TEXTE DU DOCUMENT:

Le réalisme, une liberté
Les œuvres de Bert Mertens se voient attribuer le Prix Jos Albert par l'Académie royale des Sciences, des Lettres et des Beaux-Arts de Belgique, et c'est, dans sa situation singulière, particulièrement estimables et réjouissant, puisqu'il est arrivé à la peinture très tardivement. Avant juin 2018, il n'avait jamais pris un pinceau en mains. Ce qu'il a connu, pour sa part, durant de longues années, c'est l'appareillage laparoscopique en salle d'opération en contexte chirurgical. Mais on conviendra qu'il y a dans ces deux pratiques des gestes communs indispensables : l'observation fine du réel et la précision du geste.

[Éléments du jeu de données]
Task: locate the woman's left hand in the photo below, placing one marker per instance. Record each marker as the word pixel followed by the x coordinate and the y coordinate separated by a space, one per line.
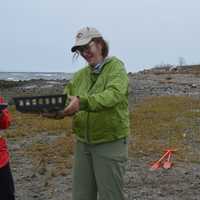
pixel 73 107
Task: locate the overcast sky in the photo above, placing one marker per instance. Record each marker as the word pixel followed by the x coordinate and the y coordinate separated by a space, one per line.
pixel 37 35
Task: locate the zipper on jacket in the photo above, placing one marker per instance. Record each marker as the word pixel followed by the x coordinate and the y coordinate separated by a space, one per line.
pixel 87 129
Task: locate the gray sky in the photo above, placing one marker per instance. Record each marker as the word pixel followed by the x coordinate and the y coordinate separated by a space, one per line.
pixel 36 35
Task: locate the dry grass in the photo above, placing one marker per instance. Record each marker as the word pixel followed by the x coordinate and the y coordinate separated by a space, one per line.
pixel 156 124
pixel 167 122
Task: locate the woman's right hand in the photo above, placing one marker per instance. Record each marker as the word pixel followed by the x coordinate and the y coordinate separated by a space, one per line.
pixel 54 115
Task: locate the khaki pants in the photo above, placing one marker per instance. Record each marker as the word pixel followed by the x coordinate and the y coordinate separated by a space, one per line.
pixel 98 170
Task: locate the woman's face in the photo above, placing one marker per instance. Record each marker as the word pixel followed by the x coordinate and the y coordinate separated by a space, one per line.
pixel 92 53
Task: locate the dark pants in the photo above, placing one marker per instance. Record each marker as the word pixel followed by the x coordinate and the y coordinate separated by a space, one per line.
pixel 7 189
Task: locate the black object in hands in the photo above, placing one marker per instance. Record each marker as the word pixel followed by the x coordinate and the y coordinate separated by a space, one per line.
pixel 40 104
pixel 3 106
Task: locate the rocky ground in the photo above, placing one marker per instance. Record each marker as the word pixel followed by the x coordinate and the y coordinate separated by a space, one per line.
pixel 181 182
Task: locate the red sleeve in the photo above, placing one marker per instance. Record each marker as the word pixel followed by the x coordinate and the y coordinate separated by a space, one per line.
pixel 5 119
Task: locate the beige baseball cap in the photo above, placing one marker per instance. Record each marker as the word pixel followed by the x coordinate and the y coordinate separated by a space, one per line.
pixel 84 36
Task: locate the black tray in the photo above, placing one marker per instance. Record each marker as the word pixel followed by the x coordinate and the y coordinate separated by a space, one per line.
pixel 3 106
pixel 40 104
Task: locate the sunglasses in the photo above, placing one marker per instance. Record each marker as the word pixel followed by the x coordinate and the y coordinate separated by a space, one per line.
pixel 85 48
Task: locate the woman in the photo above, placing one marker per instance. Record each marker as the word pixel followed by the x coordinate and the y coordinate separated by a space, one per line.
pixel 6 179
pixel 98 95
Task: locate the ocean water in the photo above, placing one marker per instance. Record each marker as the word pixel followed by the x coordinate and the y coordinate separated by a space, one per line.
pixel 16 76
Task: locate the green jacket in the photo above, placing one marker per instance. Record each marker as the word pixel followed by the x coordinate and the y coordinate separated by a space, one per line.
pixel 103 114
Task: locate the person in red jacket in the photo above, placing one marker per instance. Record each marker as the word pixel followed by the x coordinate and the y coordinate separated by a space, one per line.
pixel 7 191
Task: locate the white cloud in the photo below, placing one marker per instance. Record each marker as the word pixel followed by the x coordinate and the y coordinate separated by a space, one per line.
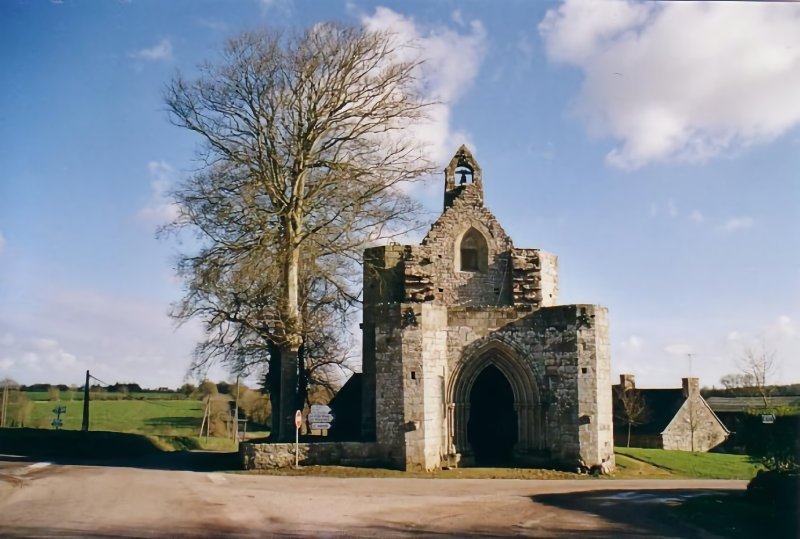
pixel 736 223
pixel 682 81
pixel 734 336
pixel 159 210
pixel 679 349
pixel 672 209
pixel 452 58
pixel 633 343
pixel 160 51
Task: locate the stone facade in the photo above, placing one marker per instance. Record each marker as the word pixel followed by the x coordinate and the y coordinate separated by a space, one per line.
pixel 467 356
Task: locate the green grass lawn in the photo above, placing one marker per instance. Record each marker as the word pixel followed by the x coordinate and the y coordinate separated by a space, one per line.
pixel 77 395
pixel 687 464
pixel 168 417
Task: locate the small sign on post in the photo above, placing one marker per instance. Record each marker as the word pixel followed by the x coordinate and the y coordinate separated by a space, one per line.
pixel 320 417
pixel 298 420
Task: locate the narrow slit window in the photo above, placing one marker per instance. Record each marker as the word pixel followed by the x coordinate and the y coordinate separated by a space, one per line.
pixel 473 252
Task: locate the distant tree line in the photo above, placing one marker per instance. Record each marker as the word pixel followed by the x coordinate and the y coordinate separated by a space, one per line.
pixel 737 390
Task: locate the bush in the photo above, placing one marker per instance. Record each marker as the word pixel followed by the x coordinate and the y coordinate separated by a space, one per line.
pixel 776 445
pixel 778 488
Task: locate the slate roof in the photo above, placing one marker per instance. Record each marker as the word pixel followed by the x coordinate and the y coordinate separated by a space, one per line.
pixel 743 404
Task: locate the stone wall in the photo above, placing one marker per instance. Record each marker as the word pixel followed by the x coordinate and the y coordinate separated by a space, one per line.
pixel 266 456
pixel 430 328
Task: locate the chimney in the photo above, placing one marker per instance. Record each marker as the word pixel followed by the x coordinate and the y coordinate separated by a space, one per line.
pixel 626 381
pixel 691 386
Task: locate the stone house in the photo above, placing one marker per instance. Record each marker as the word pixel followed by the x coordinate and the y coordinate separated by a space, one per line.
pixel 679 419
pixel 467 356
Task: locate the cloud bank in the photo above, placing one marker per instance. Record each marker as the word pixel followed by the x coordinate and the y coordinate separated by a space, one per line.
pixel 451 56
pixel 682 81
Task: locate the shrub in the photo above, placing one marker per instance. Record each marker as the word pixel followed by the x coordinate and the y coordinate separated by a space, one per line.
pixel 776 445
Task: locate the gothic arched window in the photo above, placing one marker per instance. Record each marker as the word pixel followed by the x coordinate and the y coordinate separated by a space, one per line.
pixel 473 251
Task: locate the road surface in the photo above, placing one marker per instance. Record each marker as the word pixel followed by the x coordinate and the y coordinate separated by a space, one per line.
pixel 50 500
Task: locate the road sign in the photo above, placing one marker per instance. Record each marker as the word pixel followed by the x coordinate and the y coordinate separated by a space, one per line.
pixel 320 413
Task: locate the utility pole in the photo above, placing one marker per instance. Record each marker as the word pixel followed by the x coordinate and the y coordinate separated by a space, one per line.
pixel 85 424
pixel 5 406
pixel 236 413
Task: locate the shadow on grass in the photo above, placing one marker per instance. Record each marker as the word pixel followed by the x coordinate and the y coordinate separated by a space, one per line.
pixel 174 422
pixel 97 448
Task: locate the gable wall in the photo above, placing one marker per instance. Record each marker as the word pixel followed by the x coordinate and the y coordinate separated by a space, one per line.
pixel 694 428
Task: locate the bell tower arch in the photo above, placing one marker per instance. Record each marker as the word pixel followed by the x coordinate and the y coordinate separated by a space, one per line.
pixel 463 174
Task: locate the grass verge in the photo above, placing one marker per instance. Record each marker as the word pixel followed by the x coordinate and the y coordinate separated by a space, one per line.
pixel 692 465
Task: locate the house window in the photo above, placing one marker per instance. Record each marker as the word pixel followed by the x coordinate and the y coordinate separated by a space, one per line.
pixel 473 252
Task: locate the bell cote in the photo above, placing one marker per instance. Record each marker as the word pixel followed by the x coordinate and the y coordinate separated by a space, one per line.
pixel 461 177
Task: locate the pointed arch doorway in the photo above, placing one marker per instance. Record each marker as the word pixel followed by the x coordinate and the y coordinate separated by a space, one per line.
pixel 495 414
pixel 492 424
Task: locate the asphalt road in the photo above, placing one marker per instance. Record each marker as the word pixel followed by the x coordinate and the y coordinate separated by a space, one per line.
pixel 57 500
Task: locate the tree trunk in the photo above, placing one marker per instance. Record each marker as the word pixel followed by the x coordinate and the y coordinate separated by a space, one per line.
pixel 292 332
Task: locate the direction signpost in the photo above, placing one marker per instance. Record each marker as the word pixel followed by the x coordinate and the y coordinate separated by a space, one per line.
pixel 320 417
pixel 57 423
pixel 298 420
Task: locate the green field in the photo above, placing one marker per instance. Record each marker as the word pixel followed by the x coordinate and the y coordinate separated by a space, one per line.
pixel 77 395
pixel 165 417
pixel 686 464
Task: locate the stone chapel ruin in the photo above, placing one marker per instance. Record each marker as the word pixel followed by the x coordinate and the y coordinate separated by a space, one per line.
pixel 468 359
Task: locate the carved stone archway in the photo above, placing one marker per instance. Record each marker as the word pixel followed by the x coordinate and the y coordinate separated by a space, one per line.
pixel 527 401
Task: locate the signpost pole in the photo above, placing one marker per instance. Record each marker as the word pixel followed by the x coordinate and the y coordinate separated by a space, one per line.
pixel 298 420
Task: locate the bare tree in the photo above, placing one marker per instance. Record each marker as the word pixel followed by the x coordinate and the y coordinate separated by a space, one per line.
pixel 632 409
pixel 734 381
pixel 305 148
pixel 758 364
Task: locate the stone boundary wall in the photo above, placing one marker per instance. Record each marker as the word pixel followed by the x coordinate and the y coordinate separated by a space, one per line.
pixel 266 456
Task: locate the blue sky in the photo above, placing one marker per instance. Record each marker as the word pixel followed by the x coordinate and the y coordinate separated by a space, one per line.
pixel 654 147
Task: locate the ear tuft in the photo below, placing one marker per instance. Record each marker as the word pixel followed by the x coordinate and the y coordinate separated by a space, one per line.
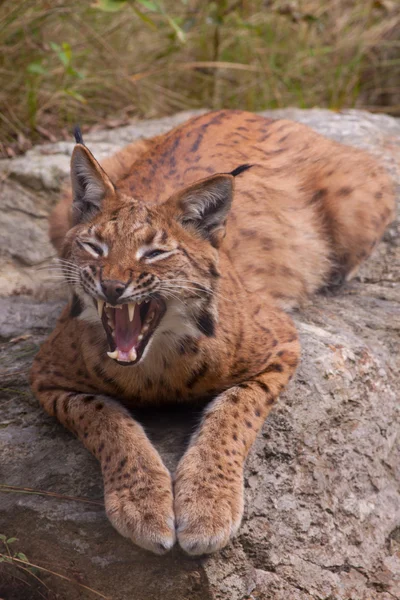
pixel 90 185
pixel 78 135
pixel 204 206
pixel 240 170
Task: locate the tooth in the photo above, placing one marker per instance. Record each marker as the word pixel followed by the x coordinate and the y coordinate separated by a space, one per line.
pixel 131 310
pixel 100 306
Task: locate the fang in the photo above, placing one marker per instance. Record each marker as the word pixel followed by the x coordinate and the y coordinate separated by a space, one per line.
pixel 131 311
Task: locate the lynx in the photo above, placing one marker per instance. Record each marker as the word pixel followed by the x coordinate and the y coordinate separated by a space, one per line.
---
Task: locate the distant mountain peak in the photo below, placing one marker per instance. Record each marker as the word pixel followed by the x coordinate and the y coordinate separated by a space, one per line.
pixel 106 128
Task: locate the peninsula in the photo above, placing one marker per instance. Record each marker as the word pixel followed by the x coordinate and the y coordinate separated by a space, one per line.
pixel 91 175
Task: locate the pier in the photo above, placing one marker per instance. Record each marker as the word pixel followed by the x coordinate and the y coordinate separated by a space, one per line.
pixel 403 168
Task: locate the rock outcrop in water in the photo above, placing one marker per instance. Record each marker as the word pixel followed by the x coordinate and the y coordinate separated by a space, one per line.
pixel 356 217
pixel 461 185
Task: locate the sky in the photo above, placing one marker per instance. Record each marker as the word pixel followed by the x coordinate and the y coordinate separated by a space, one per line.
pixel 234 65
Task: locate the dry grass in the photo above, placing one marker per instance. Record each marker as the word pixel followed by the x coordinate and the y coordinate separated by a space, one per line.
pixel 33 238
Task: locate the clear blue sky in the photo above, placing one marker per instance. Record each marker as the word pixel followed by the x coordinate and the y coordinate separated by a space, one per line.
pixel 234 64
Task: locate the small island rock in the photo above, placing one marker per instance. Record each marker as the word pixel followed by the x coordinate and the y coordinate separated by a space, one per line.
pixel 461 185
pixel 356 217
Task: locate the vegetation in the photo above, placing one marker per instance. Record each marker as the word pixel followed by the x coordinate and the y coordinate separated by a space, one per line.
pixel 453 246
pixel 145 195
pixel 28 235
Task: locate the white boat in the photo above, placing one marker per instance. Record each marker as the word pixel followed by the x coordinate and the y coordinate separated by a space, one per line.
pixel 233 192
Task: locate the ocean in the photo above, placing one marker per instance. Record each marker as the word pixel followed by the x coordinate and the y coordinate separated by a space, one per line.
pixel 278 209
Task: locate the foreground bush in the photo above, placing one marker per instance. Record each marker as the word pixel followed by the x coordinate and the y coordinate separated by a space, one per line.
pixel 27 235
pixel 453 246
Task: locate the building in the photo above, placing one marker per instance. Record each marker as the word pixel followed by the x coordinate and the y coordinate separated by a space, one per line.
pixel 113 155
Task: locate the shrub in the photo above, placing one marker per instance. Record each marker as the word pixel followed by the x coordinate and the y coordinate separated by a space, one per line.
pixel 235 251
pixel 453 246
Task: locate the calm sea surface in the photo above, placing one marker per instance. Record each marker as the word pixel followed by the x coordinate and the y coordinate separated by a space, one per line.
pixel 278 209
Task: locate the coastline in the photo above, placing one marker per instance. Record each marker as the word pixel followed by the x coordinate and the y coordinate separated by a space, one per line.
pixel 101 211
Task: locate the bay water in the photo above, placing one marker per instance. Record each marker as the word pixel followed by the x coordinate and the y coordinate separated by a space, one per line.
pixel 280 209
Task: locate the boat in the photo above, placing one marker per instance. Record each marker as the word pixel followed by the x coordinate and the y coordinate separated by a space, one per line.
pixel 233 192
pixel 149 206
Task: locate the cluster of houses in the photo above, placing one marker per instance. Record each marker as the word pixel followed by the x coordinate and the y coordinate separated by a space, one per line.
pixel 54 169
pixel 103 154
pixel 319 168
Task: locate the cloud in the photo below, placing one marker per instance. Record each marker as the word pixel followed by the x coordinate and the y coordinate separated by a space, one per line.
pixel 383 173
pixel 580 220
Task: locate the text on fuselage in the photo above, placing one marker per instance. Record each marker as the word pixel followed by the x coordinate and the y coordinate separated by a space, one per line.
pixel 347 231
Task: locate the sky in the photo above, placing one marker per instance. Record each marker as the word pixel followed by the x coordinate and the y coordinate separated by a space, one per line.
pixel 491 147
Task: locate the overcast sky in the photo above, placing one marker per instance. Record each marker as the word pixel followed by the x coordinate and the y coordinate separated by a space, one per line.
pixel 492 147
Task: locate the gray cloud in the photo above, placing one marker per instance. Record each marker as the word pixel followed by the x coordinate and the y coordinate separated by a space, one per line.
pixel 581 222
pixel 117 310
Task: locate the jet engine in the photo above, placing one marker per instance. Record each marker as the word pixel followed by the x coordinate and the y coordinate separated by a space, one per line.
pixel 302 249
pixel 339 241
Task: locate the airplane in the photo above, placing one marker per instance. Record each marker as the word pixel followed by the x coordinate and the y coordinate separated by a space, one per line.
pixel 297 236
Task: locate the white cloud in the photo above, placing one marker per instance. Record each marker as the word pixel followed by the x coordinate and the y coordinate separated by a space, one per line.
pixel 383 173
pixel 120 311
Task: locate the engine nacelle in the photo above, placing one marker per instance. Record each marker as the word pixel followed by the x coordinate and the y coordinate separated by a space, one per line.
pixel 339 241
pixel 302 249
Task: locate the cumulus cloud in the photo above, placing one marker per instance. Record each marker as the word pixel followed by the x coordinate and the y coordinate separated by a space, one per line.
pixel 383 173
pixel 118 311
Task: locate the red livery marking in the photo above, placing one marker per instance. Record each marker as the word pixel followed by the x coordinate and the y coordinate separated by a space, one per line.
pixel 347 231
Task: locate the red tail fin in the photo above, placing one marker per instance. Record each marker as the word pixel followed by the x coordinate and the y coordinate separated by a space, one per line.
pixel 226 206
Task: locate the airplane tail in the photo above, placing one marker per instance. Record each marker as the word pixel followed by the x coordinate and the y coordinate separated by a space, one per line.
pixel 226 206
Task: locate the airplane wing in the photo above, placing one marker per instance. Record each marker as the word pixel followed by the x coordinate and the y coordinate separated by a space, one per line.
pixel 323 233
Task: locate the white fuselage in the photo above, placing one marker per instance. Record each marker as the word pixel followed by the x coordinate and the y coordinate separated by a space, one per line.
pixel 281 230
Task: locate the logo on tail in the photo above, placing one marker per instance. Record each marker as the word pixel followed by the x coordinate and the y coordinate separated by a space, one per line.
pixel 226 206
---
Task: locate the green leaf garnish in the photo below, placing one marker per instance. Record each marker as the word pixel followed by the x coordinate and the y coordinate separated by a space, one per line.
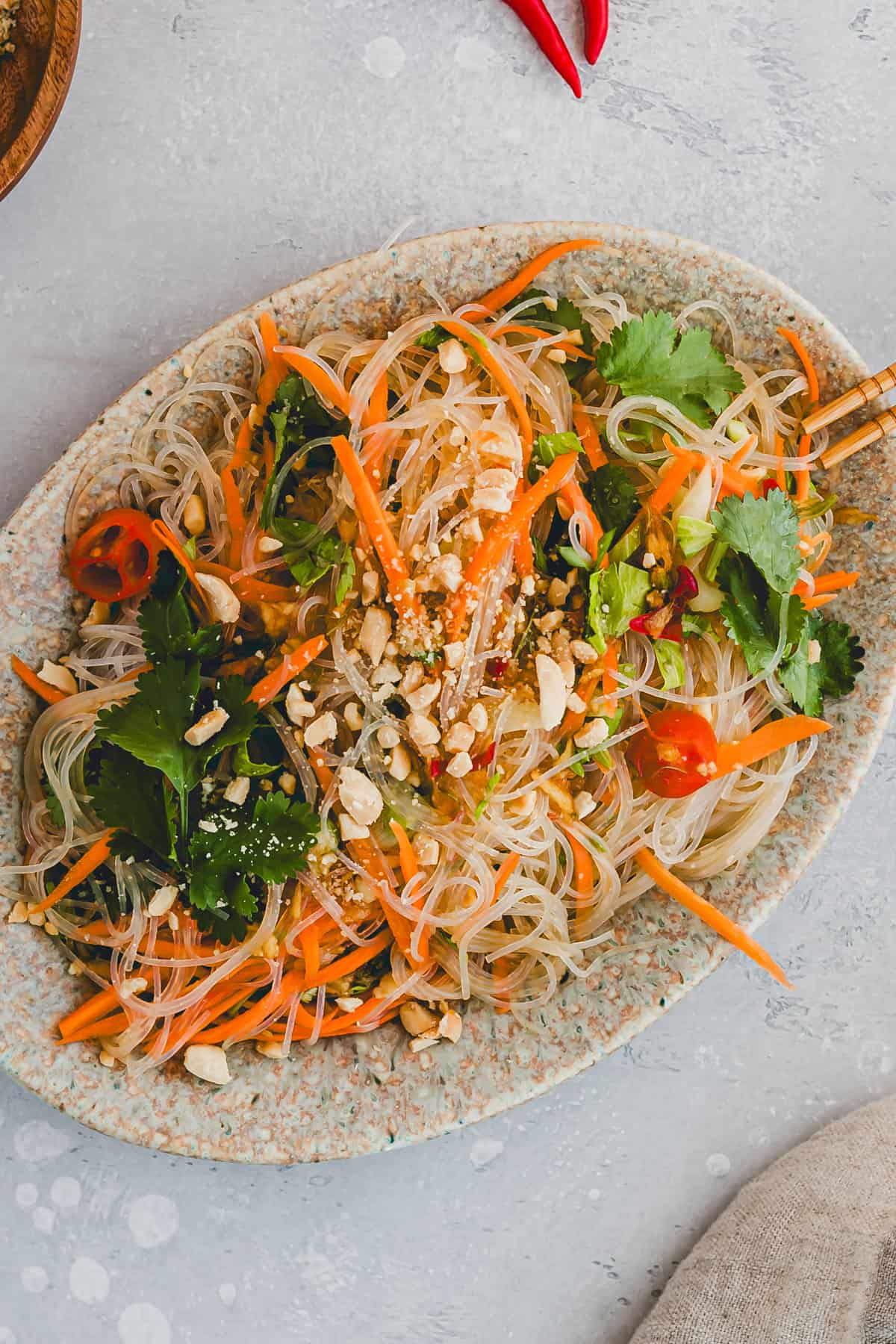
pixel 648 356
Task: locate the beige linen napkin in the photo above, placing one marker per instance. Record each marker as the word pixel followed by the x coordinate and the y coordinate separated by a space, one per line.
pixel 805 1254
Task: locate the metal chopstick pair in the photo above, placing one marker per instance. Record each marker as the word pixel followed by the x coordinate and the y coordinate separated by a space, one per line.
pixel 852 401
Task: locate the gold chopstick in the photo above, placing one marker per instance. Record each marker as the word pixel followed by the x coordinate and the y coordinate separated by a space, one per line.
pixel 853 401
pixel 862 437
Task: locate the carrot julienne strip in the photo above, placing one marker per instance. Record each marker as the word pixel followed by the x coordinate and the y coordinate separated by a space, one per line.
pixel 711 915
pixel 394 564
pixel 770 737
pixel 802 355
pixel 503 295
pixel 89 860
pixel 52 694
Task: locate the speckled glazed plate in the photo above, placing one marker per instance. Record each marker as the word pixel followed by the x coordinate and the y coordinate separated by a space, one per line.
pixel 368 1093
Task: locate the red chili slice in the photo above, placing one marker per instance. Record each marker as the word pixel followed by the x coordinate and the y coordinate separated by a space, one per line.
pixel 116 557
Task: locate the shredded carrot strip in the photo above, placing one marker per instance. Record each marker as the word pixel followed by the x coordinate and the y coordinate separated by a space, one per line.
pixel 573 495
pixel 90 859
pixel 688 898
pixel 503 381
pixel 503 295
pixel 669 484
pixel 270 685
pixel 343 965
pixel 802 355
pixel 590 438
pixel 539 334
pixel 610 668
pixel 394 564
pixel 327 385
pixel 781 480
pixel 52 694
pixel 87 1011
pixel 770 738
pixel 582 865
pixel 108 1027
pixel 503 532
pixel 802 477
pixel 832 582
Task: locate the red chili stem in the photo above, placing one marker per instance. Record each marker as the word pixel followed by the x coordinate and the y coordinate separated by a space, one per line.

EXERCICE:
Reproduisez à l'identique, dans le texte sur Bert Mertens, le passage qui s'ouvre sur les mots contenant « Le réalisme, une » et se clôt sur « précision du geste. ».

CORRIGÉ:
Le réalisme, une liberté
Les œuvres de Bert Mertens se voient attribuer le Prix Jos Albert par l'Académie royale des Sciences, des Lettres et des Beaux-Arts de Belgique, et c'est, dans sa situation singulière, particulièrement estimables et réjouissant, puisqu'il est arrivé à la peinture très tardivement. Avant juin 2018, il n'avait jamais pris un pinceau en mains. Ce qu'il a connu, pour sa part, durant de longues années, c'est l'appareillage laparoscopique en salle d'opération en contexte chirurgical. Mais on conviendra qu'il y a dans ces deux pratiques des gestes communs indispensables : l'observation fine du réel et la précision du geste.